## Stated goal
Copy out, word for word, the rows that begin with the line containing "reads [[112, 299]]." and end with the line containing "[[484, 270], [378, 91]]", including both of those lines.

## Records to use
━━━━━━━━━━━━━━━━━━━━━━━━━━━━━━

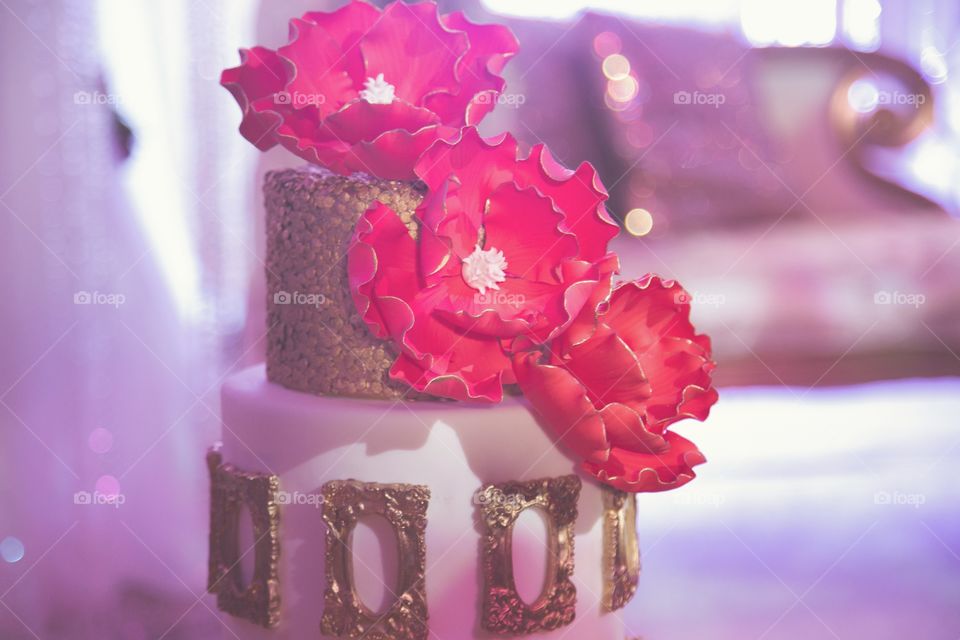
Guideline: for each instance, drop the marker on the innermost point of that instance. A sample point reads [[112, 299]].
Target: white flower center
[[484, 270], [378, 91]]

━━━━━━━━━━━━━━━━━━━━━━━━━━━━━━

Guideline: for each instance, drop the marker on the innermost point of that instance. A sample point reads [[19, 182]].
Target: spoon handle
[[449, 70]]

━━━━━━━━━━━━━━━━━━━━━━━━━━━━━━

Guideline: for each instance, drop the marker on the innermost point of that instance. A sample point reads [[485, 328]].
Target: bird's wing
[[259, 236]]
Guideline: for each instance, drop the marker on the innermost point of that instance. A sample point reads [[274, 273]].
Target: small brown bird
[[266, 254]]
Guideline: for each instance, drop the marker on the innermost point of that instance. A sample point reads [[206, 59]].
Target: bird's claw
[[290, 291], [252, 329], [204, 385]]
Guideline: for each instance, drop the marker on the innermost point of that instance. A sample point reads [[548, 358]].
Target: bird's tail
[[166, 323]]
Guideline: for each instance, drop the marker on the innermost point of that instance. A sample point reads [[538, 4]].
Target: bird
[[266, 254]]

━━━━━━━━━━━━━━━━━━━━━━━━━━━━━━

## Complete response
Guideline: for each instance, drop the marker on the innermost point of that instance. A sample point reads [[112, 299]].
Target: white flower center
[[484, 270], [378, 91]]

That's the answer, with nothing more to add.